* Prompt 1: From the TTAB ruling article, write out everything from "Chagares said the" down to "request for comment.".
* Prompt 2: In the TTAB ruling article, which judge wrote the opinion for the three-judge panel?
** begin Document text **
TTAB proceedings don't preclude trademark infringement cases - 3rd Circ

3 minute read

REUTERS/Andrew Kelly

Register now for FREE unlimited access to
  • Narrow TTAB proceedings don't block broader court case
  • 3rd Circuit aligns with 2nd and 9th Circuits in case over Philly soul band trademark

(Reuters) - In a dispute over the rights to the name of the Philadelphia soul band The Ebonys, the 3rd U.S. Circuit Court of Appeals ruled Friday that a Trademark Trial and Appeal Board proceeding doesn't preclude related trademark infringement claims.

The board's narrow jurisdiction over trademark registration issues prevents its decisions from barring broader infringement claims, U.S. Circuit Judge Michael Chagares wrote for a unanimous three-judge panel.

The appeals court therefore decided to revive The Ebonys founder David Beasley's trademark infringement claims against former bandmate William Howard in New Jersey federal court despite Beasley's failed attempt to cancel Howard's federal "Ebonys" trademark at the TTAB.

Register now for FREE unlimited access to

Chagares said the decision puts the 3rd Circuit in line with the 2nd and 9th Circuits.

"Previously, practitioners faced a dilemma in whether to bring a limited proceeding before the Trademark Trial and Appeal Board, or run the risk of unlimited litigation in a civil infringement suit," Beasley's attorney Marty Schwimmer of Leason Ellis said in an email. "Both plaintiffs and defendants now have more flexibility in walking away from, defaulting or conceding a TTAB decision."

Howard's attorney, Moshe Lapin of the Lapin Law Firm, didn't immediately respond to a request for comment.
** end Document text **
** begin Material **
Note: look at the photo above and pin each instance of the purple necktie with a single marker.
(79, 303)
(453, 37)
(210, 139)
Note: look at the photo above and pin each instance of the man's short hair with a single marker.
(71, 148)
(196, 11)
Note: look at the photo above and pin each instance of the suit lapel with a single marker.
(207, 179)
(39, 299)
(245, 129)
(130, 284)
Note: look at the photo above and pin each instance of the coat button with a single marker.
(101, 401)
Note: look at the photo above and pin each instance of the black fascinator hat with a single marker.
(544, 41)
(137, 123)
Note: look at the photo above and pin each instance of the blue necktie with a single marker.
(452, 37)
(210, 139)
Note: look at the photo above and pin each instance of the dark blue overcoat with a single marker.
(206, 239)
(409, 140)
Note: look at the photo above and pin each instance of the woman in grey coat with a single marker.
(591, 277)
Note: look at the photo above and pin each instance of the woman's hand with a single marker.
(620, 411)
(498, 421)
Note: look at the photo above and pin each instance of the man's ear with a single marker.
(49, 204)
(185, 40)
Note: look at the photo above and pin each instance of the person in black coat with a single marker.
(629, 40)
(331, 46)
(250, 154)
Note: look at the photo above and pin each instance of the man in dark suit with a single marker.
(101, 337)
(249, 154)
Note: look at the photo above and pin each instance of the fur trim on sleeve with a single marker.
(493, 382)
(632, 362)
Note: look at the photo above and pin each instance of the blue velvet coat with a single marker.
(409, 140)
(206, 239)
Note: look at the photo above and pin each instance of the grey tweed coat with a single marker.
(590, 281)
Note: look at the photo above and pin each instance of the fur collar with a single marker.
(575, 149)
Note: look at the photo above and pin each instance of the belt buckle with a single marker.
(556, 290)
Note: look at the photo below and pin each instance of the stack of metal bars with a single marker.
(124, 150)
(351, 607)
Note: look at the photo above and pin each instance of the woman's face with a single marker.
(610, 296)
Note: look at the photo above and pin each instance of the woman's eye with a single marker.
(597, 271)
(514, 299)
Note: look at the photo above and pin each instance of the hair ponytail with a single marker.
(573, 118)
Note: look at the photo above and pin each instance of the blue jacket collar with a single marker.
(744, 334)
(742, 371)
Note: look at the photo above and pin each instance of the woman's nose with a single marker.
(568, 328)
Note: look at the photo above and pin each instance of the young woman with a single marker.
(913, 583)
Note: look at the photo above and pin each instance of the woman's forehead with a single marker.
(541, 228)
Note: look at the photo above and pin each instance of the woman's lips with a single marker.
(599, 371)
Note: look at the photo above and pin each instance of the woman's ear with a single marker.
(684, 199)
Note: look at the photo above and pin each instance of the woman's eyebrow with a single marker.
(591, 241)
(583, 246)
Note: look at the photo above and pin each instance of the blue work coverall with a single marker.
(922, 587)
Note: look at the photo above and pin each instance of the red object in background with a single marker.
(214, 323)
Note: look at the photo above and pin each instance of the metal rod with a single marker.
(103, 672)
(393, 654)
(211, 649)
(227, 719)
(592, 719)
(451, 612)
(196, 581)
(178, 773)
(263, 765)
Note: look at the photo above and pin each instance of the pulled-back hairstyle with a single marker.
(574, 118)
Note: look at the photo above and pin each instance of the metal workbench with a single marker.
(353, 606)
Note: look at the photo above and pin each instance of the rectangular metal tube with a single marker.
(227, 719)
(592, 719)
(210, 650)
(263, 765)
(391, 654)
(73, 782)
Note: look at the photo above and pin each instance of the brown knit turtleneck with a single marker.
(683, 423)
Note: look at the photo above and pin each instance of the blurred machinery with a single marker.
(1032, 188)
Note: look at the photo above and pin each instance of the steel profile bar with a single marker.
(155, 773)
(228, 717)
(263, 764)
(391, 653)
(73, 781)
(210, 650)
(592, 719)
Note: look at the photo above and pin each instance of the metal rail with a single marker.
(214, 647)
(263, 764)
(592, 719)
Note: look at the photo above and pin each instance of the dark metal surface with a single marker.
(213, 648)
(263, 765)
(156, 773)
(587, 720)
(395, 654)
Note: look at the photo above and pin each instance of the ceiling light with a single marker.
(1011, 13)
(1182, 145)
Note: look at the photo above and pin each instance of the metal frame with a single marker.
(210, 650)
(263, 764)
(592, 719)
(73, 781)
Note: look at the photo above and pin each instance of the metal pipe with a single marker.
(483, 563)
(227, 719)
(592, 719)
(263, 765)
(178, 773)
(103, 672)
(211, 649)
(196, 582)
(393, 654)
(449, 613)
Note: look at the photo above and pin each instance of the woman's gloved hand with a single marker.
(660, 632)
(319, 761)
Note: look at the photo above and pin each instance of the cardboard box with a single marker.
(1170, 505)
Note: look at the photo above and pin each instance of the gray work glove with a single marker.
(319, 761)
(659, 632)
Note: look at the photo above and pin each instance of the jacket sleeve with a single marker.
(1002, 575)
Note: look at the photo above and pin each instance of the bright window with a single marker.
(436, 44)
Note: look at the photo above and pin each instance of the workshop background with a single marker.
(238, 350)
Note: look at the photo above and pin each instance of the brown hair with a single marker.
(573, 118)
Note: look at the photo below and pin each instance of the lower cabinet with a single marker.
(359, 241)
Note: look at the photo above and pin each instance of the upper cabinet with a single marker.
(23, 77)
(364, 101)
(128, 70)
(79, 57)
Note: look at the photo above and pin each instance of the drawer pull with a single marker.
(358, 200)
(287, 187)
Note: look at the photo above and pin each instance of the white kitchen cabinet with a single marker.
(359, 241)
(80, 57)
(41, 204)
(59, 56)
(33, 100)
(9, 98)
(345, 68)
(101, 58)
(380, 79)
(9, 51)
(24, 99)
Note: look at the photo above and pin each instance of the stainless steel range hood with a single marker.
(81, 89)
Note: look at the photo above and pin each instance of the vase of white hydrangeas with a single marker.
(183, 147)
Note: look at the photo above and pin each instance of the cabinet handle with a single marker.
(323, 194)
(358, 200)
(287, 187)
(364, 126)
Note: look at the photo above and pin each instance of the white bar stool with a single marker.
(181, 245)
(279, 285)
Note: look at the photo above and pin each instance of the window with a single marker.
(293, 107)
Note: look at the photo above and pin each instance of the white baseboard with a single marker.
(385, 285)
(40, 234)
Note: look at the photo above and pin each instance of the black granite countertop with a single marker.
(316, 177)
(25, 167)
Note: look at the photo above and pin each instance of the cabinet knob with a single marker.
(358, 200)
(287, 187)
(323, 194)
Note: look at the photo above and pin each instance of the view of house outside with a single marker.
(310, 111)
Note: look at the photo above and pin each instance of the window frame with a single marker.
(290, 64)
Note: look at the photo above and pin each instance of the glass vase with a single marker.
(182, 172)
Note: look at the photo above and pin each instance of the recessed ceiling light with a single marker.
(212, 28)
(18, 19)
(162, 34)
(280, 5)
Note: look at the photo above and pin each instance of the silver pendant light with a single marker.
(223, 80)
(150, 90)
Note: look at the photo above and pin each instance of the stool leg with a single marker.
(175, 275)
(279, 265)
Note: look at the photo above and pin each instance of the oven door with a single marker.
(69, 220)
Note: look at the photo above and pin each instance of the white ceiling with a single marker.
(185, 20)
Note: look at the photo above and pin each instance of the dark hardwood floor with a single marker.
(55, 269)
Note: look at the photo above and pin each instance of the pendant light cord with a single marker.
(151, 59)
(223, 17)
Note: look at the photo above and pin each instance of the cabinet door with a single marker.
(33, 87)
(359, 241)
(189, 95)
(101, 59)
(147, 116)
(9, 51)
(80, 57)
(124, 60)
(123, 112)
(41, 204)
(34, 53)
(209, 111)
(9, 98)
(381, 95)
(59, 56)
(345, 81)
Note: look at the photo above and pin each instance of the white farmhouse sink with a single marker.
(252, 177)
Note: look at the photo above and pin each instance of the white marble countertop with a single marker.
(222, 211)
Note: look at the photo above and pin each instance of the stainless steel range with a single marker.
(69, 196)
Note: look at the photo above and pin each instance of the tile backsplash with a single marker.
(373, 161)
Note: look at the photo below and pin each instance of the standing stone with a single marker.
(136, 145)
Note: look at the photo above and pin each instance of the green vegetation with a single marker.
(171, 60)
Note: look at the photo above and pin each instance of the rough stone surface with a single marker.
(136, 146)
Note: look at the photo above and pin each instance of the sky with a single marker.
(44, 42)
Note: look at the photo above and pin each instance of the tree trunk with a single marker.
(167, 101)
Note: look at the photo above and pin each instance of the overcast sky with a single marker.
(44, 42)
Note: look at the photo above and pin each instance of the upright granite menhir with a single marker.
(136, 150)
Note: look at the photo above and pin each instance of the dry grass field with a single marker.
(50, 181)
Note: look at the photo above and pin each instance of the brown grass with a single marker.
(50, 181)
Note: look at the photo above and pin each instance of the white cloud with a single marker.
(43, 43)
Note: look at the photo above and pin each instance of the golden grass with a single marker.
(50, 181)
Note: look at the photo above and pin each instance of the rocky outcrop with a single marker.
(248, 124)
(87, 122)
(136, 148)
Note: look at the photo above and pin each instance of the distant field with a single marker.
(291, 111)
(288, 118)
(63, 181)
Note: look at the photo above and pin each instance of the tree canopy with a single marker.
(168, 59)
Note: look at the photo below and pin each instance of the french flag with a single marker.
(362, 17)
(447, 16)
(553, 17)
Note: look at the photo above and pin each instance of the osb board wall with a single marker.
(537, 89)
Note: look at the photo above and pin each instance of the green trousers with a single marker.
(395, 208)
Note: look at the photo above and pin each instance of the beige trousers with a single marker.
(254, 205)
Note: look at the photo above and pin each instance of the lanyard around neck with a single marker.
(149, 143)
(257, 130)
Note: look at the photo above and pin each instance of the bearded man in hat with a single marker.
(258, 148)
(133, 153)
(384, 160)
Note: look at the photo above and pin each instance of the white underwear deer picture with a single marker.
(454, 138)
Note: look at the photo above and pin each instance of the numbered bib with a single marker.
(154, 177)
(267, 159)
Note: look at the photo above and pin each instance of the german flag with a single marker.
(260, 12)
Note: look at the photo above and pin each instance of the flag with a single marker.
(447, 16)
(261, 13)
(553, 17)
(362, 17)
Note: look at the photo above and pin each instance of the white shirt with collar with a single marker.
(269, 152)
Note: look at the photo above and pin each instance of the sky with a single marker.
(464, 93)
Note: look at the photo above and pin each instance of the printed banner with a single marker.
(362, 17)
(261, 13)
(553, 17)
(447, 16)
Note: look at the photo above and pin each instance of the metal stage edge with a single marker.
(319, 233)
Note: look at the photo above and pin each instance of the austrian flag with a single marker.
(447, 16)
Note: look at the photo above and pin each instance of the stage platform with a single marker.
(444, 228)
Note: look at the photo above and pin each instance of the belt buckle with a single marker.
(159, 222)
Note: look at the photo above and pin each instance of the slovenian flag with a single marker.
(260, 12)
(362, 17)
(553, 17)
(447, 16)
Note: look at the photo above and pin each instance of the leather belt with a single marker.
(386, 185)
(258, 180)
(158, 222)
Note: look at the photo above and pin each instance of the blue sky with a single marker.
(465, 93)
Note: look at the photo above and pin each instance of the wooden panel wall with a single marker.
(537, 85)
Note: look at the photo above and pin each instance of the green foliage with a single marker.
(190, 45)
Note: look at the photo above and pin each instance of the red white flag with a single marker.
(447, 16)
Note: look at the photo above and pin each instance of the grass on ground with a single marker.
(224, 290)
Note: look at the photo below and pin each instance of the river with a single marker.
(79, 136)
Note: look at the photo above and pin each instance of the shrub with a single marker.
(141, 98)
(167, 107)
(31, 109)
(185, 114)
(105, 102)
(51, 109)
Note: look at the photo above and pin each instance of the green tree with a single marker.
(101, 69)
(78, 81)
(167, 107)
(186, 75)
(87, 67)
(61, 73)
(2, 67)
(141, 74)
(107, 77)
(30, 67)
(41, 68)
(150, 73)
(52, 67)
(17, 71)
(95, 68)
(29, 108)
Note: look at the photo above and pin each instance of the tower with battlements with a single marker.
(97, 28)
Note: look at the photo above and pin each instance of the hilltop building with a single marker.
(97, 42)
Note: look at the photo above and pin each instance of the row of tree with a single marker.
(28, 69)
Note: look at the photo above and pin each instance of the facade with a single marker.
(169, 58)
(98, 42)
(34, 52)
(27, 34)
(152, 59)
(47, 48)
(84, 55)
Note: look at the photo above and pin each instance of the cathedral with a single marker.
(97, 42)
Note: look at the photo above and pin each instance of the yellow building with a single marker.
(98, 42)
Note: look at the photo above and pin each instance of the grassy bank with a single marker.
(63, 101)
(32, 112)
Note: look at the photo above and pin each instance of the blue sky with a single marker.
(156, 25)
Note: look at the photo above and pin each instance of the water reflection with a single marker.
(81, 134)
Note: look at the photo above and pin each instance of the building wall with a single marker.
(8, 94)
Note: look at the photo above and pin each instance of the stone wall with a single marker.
** end Material **
* Complete response 1:
Chagares said the decision puts the 3rd Circuit in line with the 2nd and 9th Circuits.

"Previously, practitioners faced a dilemma in whether to bring a limited proceeding before the Trademark Trial and Appeal Board, or run the risk of unlimited litigation in a civil infringement suit," Beasley's attorney Marty Schwimmer of Leason Ellis said in an email. "Both plaintiffs and defendants now have more flexibility in walking away from, defaulting or conceding a TTAB decision."

Howard's attorney, Moshe Lapin of the Lapin Law Firm, didn't immediately respond to a request for comment.

* Complete response 2: U.S. Circuit Judge Michael Chagares